_Problem requirements_
Your reply should be an exact copy of the lines from the one that holds "negative clicks: (33, 407)" to the end of the data below.

_Entries provided_

○ ○ ○

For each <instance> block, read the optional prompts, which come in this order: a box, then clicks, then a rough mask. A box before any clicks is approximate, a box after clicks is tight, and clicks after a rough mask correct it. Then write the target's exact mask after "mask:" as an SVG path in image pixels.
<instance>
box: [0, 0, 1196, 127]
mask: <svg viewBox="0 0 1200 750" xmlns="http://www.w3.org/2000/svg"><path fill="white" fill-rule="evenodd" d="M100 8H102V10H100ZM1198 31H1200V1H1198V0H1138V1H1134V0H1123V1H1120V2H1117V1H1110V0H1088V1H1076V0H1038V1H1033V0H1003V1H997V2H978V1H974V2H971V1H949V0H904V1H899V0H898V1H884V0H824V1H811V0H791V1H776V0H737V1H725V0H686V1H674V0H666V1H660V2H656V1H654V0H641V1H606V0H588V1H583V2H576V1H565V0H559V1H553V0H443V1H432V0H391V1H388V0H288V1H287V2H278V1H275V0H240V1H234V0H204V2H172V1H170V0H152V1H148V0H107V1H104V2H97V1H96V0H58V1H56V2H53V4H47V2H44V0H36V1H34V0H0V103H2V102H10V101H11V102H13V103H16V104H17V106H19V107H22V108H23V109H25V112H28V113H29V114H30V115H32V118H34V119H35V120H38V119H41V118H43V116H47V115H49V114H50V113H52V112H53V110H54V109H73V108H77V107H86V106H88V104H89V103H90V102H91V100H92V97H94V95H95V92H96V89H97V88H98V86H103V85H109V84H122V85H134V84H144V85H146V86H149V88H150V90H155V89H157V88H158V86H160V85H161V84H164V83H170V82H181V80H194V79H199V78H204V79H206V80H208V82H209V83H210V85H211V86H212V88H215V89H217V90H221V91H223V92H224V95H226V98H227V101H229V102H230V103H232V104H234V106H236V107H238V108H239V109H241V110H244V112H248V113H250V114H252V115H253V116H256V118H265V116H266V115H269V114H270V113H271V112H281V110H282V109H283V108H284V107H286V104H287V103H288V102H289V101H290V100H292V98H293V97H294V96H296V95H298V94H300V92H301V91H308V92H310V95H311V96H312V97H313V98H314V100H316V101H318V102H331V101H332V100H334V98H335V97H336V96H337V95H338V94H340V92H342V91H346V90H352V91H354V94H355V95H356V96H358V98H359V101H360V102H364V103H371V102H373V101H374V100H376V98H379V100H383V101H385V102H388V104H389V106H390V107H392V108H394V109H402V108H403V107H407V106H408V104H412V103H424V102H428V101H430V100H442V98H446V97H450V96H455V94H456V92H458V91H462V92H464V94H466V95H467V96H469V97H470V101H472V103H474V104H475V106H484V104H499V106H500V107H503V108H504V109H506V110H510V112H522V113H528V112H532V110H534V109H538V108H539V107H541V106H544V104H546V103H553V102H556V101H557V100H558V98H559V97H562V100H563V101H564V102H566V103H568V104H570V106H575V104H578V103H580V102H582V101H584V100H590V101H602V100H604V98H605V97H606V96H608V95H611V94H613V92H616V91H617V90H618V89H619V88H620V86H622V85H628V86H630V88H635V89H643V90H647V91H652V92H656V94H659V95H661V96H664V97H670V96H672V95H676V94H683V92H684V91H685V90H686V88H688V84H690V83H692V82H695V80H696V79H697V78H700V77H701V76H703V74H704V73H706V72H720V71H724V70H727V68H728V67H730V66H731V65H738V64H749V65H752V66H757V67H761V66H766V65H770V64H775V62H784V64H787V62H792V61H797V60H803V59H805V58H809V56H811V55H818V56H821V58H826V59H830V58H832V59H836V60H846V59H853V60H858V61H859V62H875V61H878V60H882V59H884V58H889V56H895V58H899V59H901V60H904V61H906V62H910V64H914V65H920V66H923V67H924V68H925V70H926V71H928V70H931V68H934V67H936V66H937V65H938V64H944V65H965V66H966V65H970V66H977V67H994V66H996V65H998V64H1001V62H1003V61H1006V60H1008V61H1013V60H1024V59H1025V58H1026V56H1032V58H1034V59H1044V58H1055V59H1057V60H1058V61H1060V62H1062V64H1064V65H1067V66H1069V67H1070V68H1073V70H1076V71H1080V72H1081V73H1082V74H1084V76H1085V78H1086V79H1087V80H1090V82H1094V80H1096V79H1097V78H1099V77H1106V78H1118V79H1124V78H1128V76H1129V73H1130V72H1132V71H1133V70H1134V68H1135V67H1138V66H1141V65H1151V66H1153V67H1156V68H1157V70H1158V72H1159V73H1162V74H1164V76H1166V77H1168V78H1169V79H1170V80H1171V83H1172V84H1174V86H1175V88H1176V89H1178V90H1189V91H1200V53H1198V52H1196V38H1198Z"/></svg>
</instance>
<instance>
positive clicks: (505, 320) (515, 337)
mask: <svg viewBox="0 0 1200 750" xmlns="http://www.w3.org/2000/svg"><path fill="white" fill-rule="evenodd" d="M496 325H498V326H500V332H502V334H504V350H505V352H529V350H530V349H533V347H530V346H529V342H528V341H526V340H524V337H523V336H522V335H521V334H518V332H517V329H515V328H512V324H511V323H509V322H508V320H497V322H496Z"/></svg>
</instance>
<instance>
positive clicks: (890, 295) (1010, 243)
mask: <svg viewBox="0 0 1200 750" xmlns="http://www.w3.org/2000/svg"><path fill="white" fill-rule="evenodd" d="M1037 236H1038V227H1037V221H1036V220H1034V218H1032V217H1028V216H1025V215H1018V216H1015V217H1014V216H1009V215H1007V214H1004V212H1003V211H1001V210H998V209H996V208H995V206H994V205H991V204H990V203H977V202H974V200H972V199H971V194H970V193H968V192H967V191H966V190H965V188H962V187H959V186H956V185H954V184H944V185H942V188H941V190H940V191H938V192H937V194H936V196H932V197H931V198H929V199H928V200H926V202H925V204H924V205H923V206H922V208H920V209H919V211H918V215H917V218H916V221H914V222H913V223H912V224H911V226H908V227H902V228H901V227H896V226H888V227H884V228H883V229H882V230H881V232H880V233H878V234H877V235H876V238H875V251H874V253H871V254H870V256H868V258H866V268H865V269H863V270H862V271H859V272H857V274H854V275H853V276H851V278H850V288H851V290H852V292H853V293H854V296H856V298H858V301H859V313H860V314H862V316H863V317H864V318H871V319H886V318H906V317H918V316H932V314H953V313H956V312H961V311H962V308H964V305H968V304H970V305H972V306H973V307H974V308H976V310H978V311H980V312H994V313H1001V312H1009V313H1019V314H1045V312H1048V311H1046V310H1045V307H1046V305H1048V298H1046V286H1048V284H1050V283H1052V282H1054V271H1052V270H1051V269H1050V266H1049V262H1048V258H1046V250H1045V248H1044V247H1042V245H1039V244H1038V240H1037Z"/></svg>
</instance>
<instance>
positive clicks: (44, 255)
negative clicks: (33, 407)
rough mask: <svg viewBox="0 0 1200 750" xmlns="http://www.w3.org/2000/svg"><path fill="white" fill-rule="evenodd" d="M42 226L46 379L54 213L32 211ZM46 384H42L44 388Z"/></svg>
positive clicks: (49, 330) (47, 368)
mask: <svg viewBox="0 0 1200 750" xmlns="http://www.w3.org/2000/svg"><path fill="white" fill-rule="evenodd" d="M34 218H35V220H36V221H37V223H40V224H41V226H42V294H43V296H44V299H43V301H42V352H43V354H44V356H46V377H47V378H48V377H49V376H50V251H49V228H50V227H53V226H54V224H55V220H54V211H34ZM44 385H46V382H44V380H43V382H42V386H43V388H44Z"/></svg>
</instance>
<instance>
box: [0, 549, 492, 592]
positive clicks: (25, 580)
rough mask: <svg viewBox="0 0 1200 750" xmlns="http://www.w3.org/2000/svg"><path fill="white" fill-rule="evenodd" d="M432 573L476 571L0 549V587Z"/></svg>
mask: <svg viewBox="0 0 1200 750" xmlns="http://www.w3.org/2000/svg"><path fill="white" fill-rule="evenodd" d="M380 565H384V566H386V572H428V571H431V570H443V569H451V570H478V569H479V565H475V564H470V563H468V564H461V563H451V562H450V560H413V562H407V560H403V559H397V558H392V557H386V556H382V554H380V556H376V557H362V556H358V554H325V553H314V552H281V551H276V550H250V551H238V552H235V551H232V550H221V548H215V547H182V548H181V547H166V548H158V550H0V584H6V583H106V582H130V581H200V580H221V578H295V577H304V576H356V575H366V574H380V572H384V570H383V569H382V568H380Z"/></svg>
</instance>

○ ○ ○

_Solved problem_
negative clicks: (33, 407)
rough mask: <svg viewBox="0 0 1200 750" xmlns="http://www.w3.org/2000/svg"><path fill="white" fill-rule="evenodd" d="M42 226L46 379L54 213L32 211ZM46 384H42L44 388Z"/></svg>
positive clicks: (49, 330) (47, 368)
mask: <svg viewBox="0 0 1200 750" xmlns="http://www.w3.org/2000/svg"><path fill="white" fill-rule="evenodd" d="M34 218H35V220H36V221H37V223H40V224H41V226H42V294H43V296H44V299H43V301H42V352H43V354H44V356H46V377H47V378H48V377H49V376H50V251H49V228H50V227H53V226H54V224H55V220H54V211H34ZM44 385H46V382H44V380H43V382H42V386H43V388H44Z"/></svg>
</instance>
<instance>
box: [0, 549, 492, 592]
positive clicks: (25, 580)
rough mask: <svg viewBox="0 0 1200 750" xmlns="http://www.w3.org/2000/svg"><path fill="white" fill-rule="evenodd" d="M432 573L476 571L0 549V587Z"/></svg>
mask: <svg viewBox="0 0 1200 750" xmlns="http://www.w3.org/2000/svg"><path fill="white" fill-rule="evenodd" d="M380 565H384V566H386V572H428V571H431V570H443V569H451V570H478V569H479V565H475V564H470V563H468V564H461V563H451V562H450V560H413V562H407V560H403V559H397V558H392V557H386V556H382V554H380V556H376V557H362V556H358V554H325V553H314V552H281V551H276V550H250V551H238V552H235V551H232V550H221V548H215V547H182V548H181V547H166V548H158V550H0V584H6V583H106V582H130V581H200V580H221V578H295V577H304V576H356V575H366V574H380V572H384V570H383V569H382V568H380Z"/></svg>
</instance>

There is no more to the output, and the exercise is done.